_Supplied information_.
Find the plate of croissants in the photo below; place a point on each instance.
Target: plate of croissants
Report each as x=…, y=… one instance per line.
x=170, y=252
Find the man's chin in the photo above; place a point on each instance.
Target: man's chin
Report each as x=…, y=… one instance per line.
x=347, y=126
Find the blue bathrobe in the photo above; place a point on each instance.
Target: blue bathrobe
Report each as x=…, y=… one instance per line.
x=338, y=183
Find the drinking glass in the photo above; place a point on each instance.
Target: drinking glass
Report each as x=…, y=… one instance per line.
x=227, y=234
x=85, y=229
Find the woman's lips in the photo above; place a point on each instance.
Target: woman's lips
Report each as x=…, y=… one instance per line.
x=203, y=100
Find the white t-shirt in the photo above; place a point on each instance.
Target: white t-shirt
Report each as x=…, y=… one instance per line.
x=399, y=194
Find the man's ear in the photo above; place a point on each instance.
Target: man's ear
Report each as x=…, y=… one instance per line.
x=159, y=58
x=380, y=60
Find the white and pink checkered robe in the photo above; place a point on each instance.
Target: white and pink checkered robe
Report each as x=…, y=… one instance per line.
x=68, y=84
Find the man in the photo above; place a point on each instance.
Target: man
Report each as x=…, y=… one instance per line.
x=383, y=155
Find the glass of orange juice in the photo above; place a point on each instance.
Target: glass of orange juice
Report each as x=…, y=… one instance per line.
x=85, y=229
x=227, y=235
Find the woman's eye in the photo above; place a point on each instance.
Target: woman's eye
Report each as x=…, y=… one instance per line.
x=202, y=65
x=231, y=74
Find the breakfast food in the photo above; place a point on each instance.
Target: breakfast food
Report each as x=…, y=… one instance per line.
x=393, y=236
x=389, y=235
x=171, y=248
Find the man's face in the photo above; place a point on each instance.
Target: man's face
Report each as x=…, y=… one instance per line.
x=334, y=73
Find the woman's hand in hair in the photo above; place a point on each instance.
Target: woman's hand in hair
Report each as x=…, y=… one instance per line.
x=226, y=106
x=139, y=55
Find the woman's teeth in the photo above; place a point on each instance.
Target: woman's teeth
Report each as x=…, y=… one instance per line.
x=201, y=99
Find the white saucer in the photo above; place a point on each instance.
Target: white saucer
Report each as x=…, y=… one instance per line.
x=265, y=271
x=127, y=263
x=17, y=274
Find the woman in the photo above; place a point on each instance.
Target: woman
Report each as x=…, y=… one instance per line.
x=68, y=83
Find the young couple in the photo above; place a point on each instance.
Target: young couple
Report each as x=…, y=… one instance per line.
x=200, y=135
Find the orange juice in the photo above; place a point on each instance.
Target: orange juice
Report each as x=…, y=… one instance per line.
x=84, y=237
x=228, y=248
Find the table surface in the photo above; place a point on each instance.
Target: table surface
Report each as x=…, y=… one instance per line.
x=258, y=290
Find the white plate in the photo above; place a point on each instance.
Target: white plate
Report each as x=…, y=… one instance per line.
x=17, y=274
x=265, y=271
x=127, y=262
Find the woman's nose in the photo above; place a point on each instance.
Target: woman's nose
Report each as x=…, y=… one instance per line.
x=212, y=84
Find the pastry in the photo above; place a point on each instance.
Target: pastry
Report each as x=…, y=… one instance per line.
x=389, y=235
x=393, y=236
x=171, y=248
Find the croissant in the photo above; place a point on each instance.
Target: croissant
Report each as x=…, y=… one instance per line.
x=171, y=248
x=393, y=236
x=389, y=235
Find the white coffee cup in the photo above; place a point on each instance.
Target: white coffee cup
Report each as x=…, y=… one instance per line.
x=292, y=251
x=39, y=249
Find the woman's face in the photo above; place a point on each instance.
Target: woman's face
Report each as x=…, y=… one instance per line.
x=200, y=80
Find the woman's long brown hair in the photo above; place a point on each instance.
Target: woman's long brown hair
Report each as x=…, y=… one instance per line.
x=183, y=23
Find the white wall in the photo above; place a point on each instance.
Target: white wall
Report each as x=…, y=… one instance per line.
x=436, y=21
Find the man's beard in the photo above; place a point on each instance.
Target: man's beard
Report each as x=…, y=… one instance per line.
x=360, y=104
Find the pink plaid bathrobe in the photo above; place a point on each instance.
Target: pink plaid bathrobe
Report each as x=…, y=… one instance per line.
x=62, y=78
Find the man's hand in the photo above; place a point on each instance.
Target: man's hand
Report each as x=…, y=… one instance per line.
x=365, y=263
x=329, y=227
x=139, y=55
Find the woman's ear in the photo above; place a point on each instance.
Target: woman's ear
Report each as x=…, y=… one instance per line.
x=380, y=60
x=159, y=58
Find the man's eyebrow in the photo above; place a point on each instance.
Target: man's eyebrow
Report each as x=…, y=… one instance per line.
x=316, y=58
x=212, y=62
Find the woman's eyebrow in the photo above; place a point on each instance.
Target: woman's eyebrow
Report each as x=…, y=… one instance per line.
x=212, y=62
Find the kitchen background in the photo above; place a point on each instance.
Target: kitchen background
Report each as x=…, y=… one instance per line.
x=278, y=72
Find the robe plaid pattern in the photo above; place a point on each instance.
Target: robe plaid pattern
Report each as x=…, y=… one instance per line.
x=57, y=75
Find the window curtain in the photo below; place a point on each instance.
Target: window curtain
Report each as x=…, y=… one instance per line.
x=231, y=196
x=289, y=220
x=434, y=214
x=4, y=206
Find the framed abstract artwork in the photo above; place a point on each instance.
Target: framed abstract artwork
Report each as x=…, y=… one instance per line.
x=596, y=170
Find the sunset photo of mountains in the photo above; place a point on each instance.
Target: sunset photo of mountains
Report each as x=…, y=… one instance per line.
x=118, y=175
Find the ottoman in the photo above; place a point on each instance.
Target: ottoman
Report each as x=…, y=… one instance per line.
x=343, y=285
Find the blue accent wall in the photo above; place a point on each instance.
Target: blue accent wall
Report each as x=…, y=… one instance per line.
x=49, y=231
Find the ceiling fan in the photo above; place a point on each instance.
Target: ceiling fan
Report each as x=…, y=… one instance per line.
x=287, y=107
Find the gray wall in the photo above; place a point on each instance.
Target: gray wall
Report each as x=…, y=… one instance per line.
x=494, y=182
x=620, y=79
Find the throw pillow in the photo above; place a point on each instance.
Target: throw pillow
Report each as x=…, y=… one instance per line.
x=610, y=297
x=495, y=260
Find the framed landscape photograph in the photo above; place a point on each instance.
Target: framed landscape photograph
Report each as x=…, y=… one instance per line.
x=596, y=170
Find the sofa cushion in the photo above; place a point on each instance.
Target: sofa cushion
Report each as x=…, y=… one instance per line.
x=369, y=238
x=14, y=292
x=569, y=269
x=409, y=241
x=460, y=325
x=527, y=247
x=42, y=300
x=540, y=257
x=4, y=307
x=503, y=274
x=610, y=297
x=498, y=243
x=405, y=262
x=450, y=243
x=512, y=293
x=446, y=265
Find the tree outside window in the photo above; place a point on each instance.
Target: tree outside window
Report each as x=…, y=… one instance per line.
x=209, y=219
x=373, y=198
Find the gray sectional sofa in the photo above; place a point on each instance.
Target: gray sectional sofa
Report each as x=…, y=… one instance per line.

_Instructions to follow_. Please retype all of the data above exactly as it appears.

_Output for this exercise_.
Find the plate of croissants in the photo below; place a point on each instance.
Target: plate of croissants
Report each as x=…, y=… one instance per line.
x=170, y=252
Find the man's chin in the photo above; place a point on each instance.
Target: man's chin
Report each as x=…, y=… one instance per line.
x=347, y=126
Find the blue bathrobe in the photo above; place a point on each instance.
Target: blue bathrobe
Report each as x=…, y=… one instance per line.
x=338, y=183
Find the drinking glass in the photo above; place a point on each instance.
Target: drinking glass
Report each as x=…, y=… one instance per line.
x=227, y=234
x=85, y=229
Find the woman's lips in the photo above; place a point on each instance.
Target: woman's lips
Report each as x=…, y=… one instance per line.
x=203, y=100
Find the white t-shirt in the photo above; place a point on each instance.
Target: white t-shirt
Report each as x=…, y=… one instance per line.
x=399, y=194
Find the man's ear in the photo above; place a point on each instance.
Target: man's ear
Report each as x=…, y=… one instance per line.
x=159, y=58
x=380, y=60
Find the white and pink checkered robe in the photo above; place a point on each instance.
Target: white and pink checkered robe
Report each as x=…, y=… one instance per line.
x=68, y=84
Find the man in the photo above; place a point on each instance.
Target: man
Report each as x=…, y=… one instance per line.
x=383, y=155
Find the glass of orange juice in the photo above; place a point on each instance.
Target: glass of orange juice
Report each as x=…, y=… one instance per line.
x=85, y=229
x=227, y=235
Find the woman's eye in the photo above; place a point on each instance.
Target: woman's eye
Report each as x=…, y=… one instance per line.
x=202, y=65
x=231, y=74
Find the breakfast food in the photo above; place a point on each instance.
Target: breakfast food
Report each as x=…, y=… one instance per line.
x=393, y=236
x=389, y=235
x=171, y=248
Find the man's face in the photo above; place a point on each instance.
Target: man's face
Report each as x=…, y=… one instance per line.
x=334, y=73
Find the woman's hand in hair in the photo above; place a point on each instance.
Target: woman's hand in hair
Report each as x=…, y=… one instance per line.
x=226, y=106
x=139, y=55
Find the woman's teeth in the photo above; place a point on each instance.
Target: woman's teeth
Report each as x=…, y=… one instance per line.
x=201, y=99
Find the white saucer in the photo above; place a point on each instance.
Target: white saucer
Report each as x=…, y=… one instance per line.
x=265, y=271
x=127, y=263
x=17, y=274
Find the woman in the photo above; place a point on each instance.
Target: woman
Report each as x=…, y=… one instance per line.
x=68, y=83
Find the young couple in the photo above; place a point on each instance.
Target: young couple
Report each as x=…, y=… one instance per line.
x=200, y=135
Find the orange juice in the photo above; place a point on each instance.
Target: orange juice
Report each as x=…, y=… one instance per line.
x=84, y=237
x=228, y=248
Find the table surface in the photo above; place a point on each instance.
Target: table surface
Report each as x=…, y=… one instance per line.
x=258, y=290
Find the white plate in the photo above; place a point on each instance.
Target: white plate
Report each as x=…, y=… one instance per line.
x=17, y=274
x=265, y=271
x=127, y=262
Find the woman's nose in the photo above; place a point on each instance.
Target: woman's nose
Report each as x=…, y=… one instance per line.
x=212, y=84
Find the pastry in the photo above; place a point on each instance.
Target: pastry
Report each as x=…, y=… one instance per line.
x=389, y=235
x=393, y=236
x=171, y=248
Find the croissant in the photo above; place a point on each instance.
Target: croissant
Report each as x=…, y=… one instance per line.
x=171, y=248
x=393, y=236
x=389, y=235
Find the white coffee cup in the photo above; place a point on each instance.
Target: white coffee cup
Report each as x=…, y=… one instance per line.
x=292, y=251
x=39, y=249
Find the woman's face in the photo above; place a point on each instance.
Target: woman's face
Report each as x=…, y=… one instance per line.
x=200, y=80
Find the woman's long brown hair in the photo above; place a point on each instance.
Target: woman's long brown hair
Report each as x=…, y=… one instance per line.
x=183, y=23
Find the white wall in the photo above; place a point on each instance.
Target: white wall
Report each as x=…, y=… one instance per line.
x=436, y=21
Find the man's beard in the photo above; place a point on each instance.
Target: man's beard
Report each as x=…, y=… one instance per line.
x=360, y=104
Find the pink plaid bathrobe in the photo above; place a point on each instance.
Target: pink plaid bathrobe
Report each as x=…, y=… one instance per line.
x=62, y=78
Find the man's hand in the photo above; place a point on each instance.
Target: man's hand
Report each as x=…, y=… one instance per line.
x=365, y=263
x=329, y=227
x=139, y=55
Find the woman's ear in the photo above; place a point on each instance.
Target: woman's ear
Report each as x=…, y=… one instance per line.
x=380, y=60
x=159, y=58
Find the man's eyebrow in the photo above; place a point on each instance.
Target: man's eyebrow
Report each as x=…, y=… one instance per line.
x=316, y=58
x=212, y=62
Find the woman's eyebrow in the photo above; place a point on each instance.
Target: woman's eyebrow
Report each as x=…, y=… one instance per line.
x=212, y=62
Find the kitchen background in the photo above; place a point on each instance.
Target: kitchen background
Report each as x=…, y=… one instance per line.
x=278, y=72
Find the robe plaid pattern in the photo above; place a point on each instance.
Target: robe plaid pattern
Report each as x=…, y=… one instance per line.
x=57, y=75
Find the window curtain in the photo below; place a point on each instance.
Target: window curtain
Report each as x=…, y=… one instance per line.
x=231, y=196
x=289, y=220
x=434, y=214
x=4, y=206
Find the framed abstract artwork in the photo above; place a point on each instance.
Target: framed abstract artwork
Report each as x=…, y=… one instance per line.
x=596, y=170
Find the sunset photo of mountains in the photo above; place a point on each instance.
Target: sunset photo of mountains
Report each as x=…, y=… one instance per line.
x=118, y=175
Find the ottoman in the photo above; place a point on each instance.
Target: ottoman
Report each as x=…, y=… one instance per line.
x=343, y=285
Find the blue accent wall in the photo above; place a point on each instance.
Target: blue accent wall
Report each as x=…, y=… one instance per line.
x=49, y=231
Find the ceiling fan in the photo above; place a point on each instance.
Target: ceiling fan
Report each as x=…, y=… one instance per line.
x=287, y=107
Find the gray wall in the photo above; place a point on each instance.
Target: gray wall
Report each as x=…, y=… one instance per line.
x=494, y=182
x=620, y=79
Find the throw pillow in the photo above; place a point on each instance.
Target: throw pillow
Report each as x=…, y=… one instance per line.
x=610, y=297
x=495, y=260
Find the framed landscape photograph in the photo above; place a point on each instance.
Target: framed landscape photograph
Report each as x=…, y=… one instance per line.
x=596, y=170
Find the sofa cushion in the photo above; place a point on each instance.
Target: sofa cushion
Report each as x=…, y=… one instance per line.
x=369, y=238
x=14, y=292
x=569, y=269
x=409, y=241
x=460, y=325
x=527, y=247
x=42, y=300
x=540, y=257
x=4, y=307
x=503, y=274
x=610, y=297
x=498, y=243
x=405, y=262
x=450, y=243
x=512, y=293
x=446, y=265
Find the tree outside window in the photo above; place a point on each instance.
Target: tree outside window
Report each as x=…, y=… one instance per line.
x=209, y=219
x=373, y=198
Find the gray sectional sofa in the photo above; place a point on each instance.
Target: gray sectional sofa
Report each as x=…, y=… one instance per line.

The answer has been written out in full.